• **DOCUMENT EXTRACT**
------------------------------------------------------------------------

If you don’t want your menu for the next week to feel like a Thanksgiving rerun, then get a little creative with your leftovers! If you need a little help, Monique Dorsey, registered dietitian with UT Physicians, offers a few simple and yummy ideas to try!
“Sandwiches don’t have to be boring,” Dorsey said. “I personally love a good Thanksgiving sandwich, and I like it to taste like it came from a deli.”
To make a sandwich to gobble up, start with the base ingredients. Slice turkey into thin slices and place them on whole-grain bread. For those conscious of carbohydrates, replace the bread with a lettuce leaf or a kale leaf for added nutrients.
Then add the toppings to the protein. This includes stuffing, cranberry sauce, and spinach. Top it off with spicy or Dijon mustard for extra low-fat flavor.
The end result is a vibrant, appetizing sandwich.
“I always try to include bright and vibrant fruits or vegetables to my meals, including sandwiches. Those rich colors indicate phytonutrients and have protective benefits to our health,” Dorsey said. “Best of all, it’s delicious.”
“Soups are a great way to use your Thanksgiving leftovers, especially if it gets cool outside,” Dorsey said.
To make a soup that will get everyone sipping, start with homemade vegetable broth.
“I love the homemade vegetable broth and soups. You can use scraps from the vegetables you use for Thanksgiving dinner and make another meal with them,” she said. “It’s a really cool way to use up everything and be efficient in the kitchen.”
Take the ends of carrots and celery, the peels from onion and potatoes, and other vegetable parts that will otherwise get thrown away and store them for broth.
When ready, place all vegetable scraps into a pot and boil them for 15 to 20 minutes. Once the aroma fills the house, remove it from the heat and then strain the vegetables from the broth.

------------------------------------------------------------------------

• **DATASET ENTRIES**

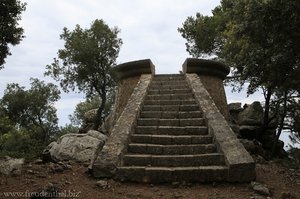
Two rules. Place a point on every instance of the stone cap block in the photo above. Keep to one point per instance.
(134, 68)
(205, 67)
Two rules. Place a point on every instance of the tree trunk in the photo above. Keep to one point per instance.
(98, 119)
(281, 124)
(267, 108)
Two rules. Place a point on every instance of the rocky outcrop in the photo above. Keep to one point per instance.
(77, 147)
(247, 123)
(10, 165)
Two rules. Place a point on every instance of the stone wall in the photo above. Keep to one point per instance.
(111, 155)
(240, 163)
(215, 87)
(127, 75)
(133, 81)
(212, 74)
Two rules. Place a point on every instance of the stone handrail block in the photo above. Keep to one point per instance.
(111, 155)
(134, 68)
(240, 163)
(205, 67)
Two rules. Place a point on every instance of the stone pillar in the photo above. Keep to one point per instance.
(212, 74)
(127, 76)
(134, 79)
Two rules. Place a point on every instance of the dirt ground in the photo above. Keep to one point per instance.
(71, 181)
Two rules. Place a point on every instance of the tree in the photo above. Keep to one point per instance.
(260, 40)
(86, 61)
(31, 109)
(10, 32)
(77, 118)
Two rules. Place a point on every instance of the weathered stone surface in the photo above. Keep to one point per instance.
(10, 165)
(252, 115)
(78, 147)
(235, 107)
(260, 188)
(241, 165)
(103, 184)
(134, 68)
(234, 110)
(211, 74)
(109, 158)
(90, 115)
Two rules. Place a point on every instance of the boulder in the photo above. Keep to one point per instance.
(235, 107)
(77, 147)
(251, 115)
(261, 189)
(90, 115)
(250, 132)
(10, 165)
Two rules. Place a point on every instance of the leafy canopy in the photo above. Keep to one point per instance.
(260, 40)
(10, 32)
(86, 61)
(31, 109)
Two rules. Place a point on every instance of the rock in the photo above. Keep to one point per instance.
(251, 115)
(51, 192)
(249, 145)
(90, 115)
(260, 189)
(102, 184)
(78, 147)
(288, 195)
(235, 107)
(250, 132)
(10, 165)
(97, 134)
(234, 110)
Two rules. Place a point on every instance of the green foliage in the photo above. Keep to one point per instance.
(77, 118)
(10, 32)
(81, 108)
(86, 61)
(31, 109)
(68, 128)
(260, 40)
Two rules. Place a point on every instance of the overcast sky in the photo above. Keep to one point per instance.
(148, 30)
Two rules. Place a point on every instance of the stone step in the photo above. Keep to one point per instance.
(169, 91)
(168, 87)
(171, 97)
(170, 102)
(171, 122)
(169, 77)
(190, 107)
(172, 130)
(171, 139)
(174, 160)
(166, 83)
(172, 174)
(171, 114)
(171, 149)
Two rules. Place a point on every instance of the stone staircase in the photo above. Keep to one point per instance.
(171, 141)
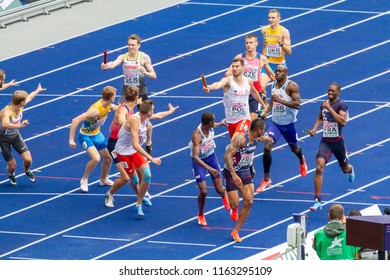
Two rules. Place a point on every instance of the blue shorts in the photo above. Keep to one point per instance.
(245, 175)
(200, 172)
(326, 149)
(97, 140)
(287, 131)
(272, 66)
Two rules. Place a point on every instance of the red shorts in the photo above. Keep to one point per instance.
(128, 162)
(240, 127)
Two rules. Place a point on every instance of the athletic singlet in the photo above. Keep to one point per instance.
(273, 51)
(114, 127)
(236, 101)
(132, 76)
(207, 145)
(14, 120)
(243, 158)
(92, 126)
(332, 130)
(252, 70)
(124, 145)
(282, 114)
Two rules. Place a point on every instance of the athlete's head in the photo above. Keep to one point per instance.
(273, 17)
(133, 43)
(146, 107)
(135, 37)
(334, 90)
(251, 42)
(19, 96)
(208, 118)
(2, 77)
(281, 73)
(109, 93)
(336, 212)
(237, 67)
(131, 93)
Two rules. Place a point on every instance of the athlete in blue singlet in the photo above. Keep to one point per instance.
(285, 102)
(333, 116)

------------------------------------------------------------------------

• **TASKS**
**1)** According to the article on Thanksgiving leftovers, how long should the vegetable scraps be boiled for the broth?
**2)** Reproduce the passage of the article on Thanksgiving leftovers starting at "To make a sandwich" and ending at "vibrant, appetizing sandwich.".
**3)** Extend the article on Thanksgiving leftovers, picking up after its final sentence.

• **EXERCISE RESPONSES**
**1)** For 15 to 20 minutes.

**2)**
To make a sandwich to gobble up, start with the base ingredients. Slice turkey into thin slices and place them on whole-grain bread. For those conscious of carbohydrates, replace the bread with a lettuce leaf or a kale leaf for added nutrients.
Then add the toppings to the protein. This includes stuffing, cranberry sauce, and spinach. Top it off with spicy or Dijon mustard for extra low-fat flavor.
The end result is a vibrant, appetizing sandwich.

**3)**
Then use the broth base for a turkey and rice soup. Throw in shredded or small-cut pieces of turkey and a half-cup of wild rice. Drop any leftover carrots and celery in the pot for depth. Cook the soup on high heat for about 30 minutes, making sure the rice is completely cooked.
If there is an abundance of leftover squash, use it to make squash soup instead. Boil the squash for about 15 minutes or until soft. Then place the squash and any leftover carrots or potatoes in the blender. Add a cup of milk or a few spoonfuls of Greek yogurt for a creamy texture.
Once blended, add the vegetable mixture to the broth and cook the soup on high for about a half-hour.
Splendid sweet potatoes
“If a baked potato can be stuffed, so can a sweet potato. They’re naturally sweet and vitamin-rich, and they go great with nearly anything you put inside them,” Dorsey said.
To make a quick dish to be thankful for, stuff sweet potatoes with turkey or ham protein. Then add any leftover green beans, caramelized onions, diced red bell pepper, and cilantro. Sprinkle cinnamon for sweetness, cayenne pepper for spiciness, or lime for zest. For creaminess, dollop a little Greek yogurt.